→ **ФРАГМЕНТ ТЕКСТА**
● ● ●

Владыка Евгений, как Платон, принял во внимание наказательные, если не тиранические и гонительные меры венценосного грешника против того же киево-печерского монашества, в частности, его типографии (с запретом на издание не прошедших синодальную цензуру книг)1. Но намного важнее ученым иерархам было раскрыть сугубо православный и до конца антиномический характер личной религиозности и нового-старого порядка Петра — по образу и подобию милосердно-правдивого Судии, которому император подчинялся «по внушению своего ума и своей совести», «самоотвергаясь» во славу Божию и для блага России от своего суверенного и произвольного «я», согласно устряловской редакции учено-монашеского взгляда на Петра2. Платоновская школа как бы предвидела и стремилась предупредить те идолопоклоннические оценки первого российского императора, которыми до сих пор изобилуют наши гуманитарные науки со своими исключительно «петро-фильными» или исключительно «петрофобными» «истинами»3.

● ● ●

→ **ФРАГМЕНТЫ ДАННЫХ**

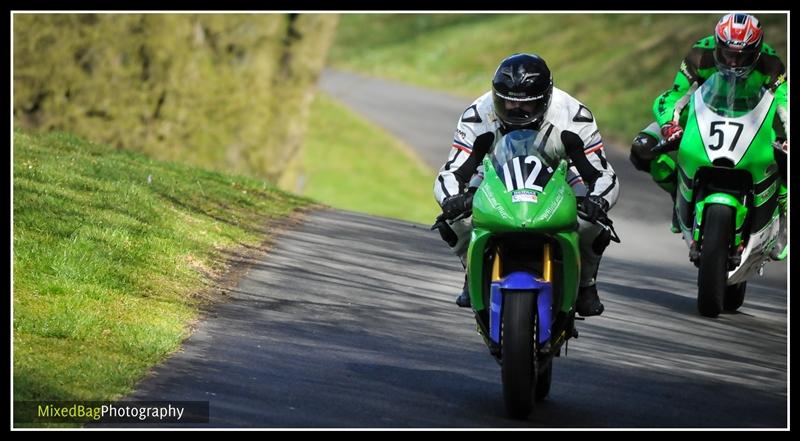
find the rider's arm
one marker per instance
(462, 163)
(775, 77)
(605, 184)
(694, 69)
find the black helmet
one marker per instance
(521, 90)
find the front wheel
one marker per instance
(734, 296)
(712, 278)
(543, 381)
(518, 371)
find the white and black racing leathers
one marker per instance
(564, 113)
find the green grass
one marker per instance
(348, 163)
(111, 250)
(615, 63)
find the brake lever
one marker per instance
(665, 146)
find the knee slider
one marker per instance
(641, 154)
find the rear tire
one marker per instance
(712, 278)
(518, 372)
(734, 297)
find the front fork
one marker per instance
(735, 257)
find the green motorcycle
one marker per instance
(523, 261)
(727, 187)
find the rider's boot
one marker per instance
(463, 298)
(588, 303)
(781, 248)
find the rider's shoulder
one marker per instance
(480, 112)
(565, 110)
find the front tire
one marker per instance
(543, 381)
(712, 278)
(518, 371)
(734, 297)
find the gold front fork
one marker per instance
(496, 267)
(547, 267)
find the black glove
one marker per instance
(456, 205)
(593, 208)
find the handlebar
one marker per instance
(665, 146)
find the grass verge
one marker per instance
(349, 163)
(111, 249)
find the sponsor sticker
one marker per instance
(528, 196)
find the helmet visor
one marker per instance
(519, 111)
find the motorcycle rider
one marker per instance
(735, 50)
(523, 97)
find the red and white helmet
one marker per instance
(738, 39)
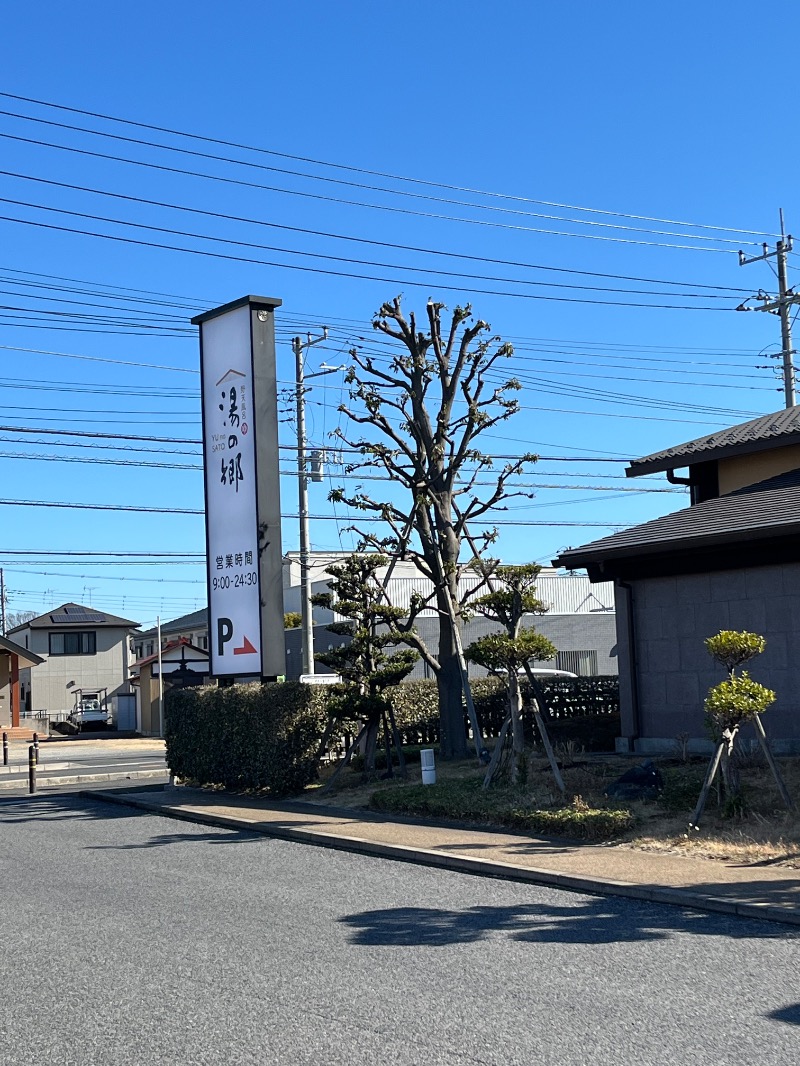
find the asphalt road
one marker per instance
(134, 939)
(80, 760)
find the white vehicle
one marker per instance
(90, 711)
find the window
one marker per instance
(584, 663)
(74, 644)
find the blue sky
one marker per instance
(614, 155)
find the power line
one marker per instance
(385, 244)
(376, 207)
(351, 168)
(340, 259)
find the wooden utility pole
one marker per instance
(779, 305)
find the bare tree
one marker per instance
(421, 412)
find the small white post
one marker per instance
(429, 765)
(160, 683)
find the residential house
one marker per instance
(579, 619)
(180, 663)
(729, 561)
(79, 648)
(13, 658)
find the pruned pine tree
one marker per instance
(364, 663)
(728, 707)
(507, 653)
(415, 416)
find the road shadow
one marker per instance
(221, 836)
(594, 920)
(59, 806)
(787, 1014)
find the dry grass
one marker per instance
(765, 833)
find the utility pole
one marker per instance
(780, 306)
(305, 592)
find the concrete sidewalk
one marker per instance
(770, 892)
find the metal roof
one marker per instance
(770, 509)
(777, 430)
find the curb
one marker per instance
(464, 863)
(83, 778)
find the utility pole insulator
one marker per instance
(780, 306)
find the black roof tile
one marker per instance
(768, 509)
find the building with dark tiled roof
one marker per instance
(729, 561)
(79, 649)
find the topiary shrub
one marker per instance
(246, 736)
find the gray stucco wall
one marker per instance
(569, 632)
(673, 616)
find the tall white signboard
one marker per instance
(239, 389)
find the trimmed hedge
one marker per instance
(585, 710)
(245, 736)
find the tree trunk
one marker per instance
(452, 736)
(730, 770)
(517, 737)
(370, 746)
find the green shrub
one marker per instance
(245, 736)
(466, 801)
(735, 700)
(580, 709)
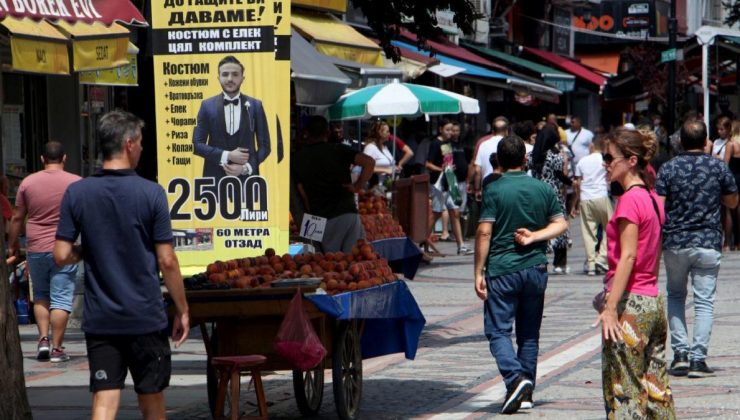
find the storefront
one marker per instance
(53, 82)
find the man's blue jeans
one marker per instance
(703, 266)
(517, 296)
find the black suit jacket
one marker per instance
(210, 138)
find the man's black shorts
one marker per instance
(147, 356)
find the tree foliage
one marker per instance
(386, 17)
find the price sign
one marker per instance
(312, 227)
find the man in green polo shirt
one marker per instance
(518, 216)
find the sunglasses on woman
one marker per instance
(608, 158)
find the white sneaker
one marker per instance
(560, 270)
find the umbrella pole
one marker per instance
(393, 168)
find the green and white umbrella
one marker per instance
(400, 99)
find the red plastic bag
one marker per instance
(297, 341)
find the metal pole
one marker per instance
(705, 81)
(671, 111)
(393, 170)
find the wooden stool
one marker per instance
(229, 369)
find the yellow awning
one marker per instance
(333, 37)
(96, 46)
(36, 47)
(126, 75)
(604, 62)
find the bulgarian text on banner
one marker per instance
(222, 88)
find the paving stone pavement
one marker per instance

● ● ●

→ **ЗАДАЧА**
Изложите фрагмент текста о взгляде ученых иерархов на Петра в двух предложениях.

→ **ОТВЕТ НА ЗАДАЧУ**
Владыка Евгений, как и Платон, учитывал карательные меры Петра против киево-печерского монашества и его типографии. Однако важнее для ученых иерархов было раскрыть православный и антиномический характер личной религиозности императора и его нового-старого порядка, а платоновская школа словно стремилась предупредить идолопоклоннические оценки Петра, которыми до сих пор изобилуют гуманитарные науки.